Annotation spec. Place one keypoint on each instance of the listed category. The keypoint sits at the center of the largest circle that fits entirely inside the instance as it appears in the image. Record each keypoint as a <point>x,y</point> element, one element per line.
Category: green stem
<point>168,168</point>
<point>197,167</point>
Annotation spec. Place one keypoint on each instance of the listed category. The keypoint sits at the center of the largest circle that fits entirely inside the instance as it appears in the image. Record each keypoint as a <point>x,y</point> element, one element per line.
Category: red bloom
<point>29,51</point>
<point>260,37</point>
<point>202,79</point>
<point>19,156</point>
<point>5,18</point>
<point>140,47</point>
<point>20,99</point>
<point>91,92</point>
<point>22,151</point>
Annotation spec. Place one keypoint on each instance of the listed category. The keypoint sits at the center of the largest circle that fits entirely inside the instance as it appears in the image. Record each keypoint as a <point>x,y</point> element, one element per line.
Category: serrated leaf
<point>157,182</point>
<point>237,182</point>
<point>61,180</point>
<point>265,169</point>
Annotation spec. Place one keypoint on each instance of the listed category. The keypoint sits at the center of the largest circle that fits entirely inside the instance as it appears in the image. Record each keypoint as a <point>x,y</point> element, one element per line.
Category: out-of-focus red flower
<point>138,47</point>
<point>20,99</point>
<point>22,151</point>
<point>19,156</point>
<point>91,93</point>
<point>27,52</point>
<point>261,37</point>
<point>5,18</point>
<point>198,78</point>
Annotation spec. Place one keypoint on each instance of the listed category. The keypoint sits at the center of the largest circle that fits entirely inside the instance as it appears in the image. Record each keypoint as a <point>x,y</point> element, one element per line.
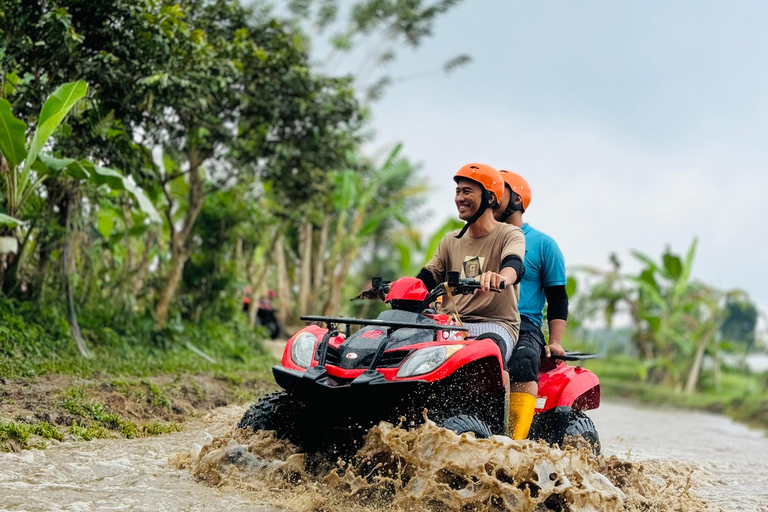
- - -
_Что нужно сделать:_
Выпишите без изменений строки записей, начиная с самой первой и заканчивая строкой, содержащей «<point>197,167</point>», включая обе крайние строки.

_Письменный ответ:_
Annotation spec. Place one keypoint on each instance of the listed category. The keypoint sits at the center of the largest circle that fits entirely inside the instance as it appears in the image. Record each keypoint as a <point>x,y</point> element, one element per line.
Category: green stem
<point>168,168</point>
<point>197,167</point>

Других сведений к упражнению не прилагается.